▶ **What to do**
Exactly how many lines in this material contain the string "fallen"? Reply with the number alone.

▶ **Data for the task**
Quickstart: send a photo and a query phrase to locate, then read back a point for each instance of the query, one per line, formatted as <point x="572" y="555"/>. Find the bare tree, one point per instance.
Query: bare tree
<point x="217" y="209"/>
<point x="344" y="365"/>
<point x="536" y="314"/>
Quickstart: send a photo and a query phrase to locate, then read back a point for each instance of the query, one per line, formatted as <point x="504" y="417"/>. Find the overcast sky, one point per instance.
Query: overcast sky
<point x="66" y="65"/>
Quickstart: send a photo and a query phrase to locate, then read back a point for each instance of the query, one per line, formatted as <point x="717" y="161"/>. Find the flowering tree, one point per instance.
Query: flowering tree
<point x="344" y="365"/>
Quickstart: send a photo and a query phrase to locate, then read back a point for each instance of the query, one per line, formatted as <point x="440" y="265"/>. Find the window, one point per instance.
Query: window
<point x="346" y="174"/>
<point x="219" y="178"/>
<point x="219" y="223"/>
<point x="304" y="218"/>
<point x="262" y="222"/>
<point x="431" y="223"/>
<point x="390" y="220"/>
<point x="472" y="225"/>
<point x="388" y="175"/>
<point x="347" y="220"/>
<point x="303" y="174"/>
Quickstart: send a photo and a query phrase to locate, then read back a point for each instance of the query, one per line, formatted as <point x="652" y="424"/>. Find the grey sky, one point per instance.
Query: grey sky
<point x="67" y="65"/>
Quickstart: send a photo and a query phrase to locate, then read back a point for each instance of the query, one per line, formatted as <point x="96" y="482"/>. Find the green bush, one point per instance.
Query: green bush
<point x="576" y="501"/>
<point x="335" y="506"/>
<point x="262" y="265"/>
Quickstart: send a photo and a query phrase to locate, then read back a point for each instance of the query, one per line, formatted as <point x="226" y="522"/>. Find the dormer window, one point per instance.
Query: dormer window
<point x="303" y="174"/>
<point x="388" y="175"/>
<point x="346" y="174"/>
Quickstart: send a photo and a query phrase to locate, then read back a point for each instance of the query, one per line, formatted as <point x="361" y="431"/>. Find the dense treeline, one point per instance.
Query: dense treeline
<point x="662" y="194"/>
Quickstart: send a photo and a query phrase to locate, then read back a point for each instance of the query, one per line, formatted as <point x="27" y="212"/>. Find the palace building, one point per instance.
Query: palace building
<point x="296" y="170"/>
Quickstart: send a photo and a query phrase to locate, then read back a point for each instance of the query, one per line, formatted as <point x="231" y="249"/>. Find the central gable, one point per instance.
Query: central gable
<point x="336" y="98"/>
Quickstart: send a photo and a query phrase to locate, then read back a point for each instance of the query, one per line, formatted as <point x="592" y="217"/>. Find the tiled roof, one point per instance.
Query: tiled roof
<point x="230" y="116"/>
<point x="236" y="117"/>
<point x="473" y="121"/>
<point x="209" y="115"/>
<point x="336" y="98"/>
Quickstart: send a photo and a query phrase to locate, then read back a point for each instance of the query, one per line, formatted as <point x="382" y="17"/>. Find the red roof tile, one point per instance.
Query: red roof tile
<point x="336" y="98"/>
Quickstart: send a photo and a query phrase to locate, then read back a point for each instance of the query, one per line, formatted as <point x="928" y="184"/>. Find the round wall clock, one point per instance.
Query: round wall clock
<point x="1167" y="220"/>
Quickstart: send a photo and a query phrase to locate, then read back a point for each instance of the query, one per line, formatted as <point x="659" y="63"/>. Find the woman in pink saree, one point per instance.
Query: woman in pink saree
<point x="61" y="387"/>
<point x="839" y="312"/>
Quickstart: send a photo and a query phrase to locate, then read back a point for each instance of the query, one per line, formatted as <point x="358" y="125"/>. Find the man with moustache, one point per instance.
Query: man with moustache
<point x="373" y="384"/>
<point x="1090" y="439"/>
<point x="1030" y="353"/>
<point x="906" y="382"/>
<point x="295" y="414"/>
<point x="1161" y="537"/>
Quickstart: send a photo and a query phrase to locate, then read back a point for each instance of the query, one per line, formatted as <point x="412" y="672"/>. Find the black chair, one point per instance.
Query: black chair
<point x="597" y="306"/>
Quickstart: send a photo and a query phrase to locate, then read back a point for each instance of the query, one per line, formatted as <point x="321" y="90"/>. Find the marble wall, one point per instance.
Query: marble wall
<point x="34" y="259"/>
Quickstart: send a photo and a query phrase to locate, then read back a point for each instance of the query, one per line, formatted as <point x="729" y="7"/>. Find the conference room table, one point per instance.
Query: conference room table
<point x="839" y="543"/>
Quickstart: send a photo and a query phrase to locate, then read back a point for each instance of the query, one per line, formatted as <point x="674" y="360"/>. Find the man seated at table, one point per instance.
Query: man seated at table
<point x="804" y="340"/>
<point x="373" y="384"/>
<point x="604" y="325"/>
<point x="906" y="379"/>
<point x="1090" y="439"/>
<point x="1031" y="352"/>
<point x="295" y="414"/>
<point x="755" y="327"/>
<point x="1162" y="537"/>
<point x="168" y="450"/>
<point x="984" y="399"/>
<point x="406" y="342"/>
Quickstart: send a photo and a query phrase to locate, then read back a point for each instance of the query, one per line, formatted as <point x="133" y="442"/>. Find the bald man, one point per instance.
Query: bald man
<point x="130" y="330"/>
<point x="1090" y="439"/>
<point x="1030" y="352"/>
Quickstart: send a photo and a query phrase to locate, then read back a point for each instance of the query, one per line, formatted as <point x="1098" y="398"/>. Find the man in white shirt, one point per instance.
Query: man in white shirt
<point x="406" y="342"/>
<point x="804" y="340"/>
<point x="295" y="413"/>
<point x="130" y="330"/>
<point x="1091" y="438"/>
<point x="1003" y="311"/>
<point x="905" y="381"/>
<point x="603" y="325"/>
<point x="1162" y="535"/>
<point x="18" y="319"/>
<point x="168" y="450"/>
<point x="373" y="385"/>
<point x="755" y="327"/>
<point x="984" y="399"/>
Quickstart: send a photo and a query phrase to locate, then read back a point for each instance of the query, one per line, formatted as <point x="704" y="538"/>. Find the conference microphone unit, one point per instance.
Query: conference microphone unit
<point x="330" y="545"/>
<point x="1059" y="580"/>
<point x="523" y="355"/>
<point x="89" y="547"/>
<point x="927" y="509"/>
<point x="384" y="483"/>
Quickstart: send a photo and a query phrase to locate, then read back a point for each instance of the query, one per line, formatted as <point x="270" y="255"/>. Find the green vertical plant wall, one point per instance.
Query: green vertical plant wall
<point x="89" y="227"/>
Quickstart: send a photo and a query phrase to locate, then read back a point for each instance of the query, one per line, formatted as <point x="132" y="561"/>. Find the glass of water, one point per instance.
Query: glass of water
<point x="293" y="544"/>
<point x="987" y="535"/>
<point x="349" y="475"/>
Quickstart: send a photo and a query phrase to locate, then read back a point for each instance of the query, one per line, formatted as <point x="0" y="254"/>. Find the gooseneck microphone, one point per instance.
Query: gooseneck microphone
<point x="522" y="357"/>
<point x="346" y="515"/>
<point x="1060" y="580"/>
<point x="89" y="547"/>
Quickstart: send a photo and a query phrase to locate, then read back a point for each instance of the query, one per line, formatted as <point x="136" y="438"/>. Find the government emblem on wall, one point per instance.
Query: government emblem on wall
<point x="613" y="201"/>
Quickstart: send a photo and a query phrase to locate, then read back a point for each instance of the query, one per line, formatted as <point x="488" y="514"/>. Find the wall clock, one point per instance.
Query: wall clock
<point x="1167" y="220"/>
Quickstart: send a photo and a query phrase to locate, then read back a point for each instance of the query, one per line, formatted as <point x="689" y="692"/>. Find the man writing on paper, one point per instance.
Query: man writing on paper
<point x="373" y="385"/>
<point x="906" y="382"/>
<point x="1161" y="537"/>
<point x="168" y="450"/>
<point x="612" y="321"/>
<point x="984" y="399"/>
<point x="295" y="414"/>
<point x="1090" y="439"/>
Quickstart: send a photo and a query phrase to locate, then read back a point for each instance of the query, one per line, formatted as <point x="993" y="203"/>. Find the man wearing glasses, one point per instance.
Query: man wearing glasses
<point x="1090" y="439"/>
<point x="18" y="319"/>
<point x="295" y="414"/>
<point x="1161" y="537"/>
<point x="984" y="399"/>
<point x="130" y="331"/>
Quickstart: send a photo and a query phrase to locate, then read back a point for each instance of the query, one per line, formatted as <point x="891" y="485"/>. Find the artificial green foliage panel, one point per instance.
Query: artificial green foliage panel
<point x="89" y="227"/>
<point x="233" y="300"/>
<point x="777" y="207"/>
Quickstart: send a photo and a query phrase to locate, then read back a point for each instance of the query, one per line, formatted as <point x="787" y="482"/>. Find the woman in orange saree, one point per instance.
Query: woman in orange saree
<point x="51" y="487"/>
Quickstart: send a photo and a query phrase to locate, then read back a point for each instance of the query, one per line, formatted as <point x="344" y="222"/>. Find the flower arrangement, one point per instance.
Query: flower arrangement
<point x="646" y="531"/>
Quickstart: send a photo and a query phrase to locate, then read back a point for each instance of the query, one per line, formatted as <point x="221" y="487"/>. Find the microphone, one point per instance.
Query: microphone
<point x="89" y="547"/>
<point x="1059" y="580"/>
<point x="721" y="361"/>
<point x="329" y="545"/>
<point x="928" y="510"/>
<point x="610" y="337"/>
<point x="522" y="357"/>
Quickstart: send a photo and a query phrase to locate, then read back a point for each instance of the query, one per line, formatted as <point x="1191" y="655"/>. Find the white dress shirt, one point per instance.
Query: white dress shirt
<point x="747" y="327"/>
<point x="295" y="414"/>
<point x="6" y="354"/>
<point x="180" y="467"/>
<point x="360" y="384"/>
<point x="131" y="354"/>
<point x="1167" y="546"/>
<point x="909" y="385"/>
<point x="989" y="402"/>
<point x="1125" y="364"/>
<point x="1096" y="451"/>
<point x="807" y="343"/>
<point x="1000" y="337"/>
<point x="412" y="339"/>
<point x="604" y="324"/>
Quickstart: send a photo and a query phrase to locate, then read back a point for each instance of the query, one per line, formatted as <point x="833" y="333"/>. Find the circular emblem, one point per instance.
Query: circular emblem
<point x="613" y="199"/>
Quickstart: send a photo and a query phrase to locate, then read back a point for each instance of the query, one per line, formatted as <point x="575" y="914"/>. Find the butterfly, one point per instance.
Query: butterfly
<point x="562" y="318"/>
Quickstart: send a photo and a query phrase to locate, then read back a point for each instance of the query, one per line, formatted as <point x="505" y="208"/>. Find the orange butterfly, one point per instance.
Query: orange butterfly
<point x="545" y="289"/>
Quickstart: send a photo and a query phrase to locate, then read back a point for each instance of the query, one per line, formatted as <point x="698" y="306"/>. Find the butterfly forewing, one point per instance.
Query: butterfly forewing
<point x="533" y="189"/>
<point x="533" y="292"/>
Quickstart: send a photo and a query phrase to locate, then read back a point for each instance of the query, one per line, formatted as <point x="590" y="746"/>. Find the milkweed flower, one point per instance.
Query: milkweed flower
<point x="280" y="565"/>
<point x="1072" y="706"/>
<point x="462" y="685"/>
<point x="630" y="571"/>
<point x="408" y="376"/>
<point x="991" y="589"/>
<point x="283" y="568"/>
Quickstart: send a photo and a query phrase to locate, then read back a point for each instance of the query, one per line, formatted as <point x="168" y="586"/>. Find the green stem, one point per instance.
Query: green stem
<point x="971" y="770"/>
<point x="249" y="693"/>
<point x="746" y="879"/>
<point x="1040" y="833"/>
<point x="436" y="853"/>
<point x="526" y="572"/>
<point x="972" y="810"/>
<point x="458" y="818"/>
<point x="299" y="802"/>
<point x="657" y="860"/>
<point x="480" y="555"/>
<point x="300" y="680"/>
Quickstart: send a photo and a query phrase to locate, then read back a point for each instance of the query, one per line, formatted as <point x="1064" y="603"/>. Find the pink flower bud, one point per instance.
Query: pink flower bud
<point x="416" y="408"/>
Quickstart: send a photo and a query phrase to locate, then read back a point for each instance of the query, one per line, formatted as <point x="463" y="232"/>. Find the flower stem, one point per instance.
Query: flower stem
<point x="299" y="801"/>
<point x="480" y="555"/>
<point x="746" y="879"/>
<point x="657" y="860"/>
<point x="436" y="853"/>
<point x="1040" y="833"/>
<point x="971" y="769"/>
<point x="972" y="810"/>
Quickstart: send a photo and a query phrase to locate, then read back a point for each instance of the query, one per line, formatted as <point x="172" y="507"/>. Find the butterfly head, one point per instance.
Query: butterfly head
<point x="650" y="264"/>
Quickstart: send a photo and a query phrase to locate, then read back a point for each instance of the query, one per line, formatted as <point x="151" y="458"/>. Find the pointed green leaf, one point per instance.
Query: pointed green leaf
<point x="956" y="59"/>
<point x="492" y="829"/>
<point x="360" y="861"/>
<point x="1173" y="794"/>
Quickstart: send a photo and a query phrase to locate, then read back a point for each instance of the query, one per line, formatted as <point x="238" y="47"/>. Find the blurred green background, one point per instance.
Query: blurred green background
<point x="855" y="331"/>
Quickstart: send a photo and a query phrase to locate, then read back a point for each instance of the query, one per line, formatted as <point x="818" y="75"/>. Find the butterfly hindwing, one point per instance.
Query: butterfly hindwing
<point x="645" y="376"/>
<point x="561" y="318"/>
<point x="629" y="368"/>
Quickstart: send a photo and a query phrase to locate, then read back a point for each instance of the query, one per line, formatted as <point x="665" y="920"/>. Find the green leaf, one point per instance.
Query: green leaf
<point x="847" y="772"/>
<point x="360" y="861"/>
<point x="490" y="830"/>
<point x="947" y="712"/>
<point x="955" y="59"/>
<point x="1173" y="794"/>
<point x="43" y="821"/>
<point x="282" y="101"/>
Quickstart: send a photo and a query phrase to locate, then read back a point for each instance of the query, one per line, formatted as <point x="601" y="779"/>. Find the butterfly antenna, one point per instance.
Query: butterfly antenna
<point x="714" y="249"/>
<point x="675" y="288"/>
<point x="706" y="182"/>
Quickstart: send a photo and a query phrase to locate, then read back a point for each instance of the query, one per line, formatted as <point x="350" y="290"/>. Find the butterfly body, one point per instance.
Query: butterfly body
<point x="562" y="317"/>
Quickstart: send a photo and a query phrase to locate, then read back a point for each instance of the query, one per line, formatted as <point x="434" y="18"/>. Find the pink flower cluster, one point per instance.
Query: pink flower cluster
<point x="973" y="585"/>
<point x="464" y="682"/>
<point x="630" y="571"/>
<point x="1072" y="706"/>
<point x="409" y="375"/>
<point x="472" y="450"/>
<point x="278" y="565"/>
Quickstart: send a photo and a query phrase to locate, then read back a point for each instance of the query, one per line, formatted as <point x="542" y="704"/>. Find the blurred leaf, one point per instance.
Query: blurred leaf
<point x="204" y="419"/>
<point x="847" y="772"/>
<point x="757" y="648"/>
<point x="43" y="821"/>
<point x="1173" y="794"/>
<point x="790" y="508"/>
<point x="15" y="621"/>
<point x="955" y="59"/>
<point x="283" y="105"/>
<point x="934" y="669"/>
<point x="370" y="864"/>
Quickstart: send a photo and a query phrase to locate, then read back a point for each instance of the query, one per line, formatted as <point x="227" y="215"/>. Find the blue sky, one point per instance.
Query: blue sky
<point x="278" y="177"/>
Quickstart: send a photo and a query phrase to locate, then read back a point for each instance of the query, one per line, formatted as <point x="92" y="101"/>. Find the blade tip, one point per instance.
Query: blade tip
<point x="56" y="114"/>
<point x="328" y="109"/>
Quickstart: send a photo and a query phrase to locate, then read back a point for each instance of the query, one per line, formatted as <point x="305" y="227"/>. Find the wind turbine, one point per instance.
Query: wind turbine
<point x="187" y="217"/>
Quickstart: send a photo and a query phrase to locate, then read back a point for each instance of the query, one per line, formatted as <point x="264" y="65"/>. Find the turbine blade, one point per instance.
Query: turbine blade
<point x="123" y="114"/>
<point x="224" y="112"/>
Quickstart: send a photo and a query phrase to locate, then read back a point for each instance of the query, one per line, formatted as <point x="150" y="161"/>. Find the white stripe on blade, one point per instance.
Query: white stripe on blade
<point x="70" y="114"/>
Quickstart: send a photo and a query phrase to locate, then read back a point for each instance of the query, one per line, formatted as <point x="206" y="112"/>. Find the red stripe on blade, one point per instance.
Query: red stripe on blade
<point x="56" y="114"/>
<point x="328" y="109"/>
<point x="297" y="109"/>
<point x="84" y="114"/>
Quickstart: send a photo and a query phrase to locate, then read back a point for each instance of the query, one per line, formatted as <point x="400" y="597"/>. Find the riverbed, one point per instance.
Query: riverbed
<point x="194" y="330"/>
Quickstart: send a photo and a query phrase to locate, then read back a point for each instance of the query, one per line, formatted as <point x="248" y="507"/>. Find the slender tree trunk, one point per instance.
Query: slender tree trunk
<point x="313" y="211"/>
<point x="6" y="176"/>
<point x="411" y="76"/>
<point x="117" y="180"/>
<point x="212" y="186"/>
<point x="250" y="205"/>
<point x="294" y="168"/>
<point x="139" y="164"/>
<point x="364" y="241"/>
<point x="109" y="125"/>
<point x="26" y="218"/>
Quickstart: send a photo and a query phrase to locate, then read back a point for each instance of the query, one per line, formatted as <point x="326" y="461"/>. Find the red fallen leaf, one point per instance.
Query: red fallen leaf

▶ **Task solution**
2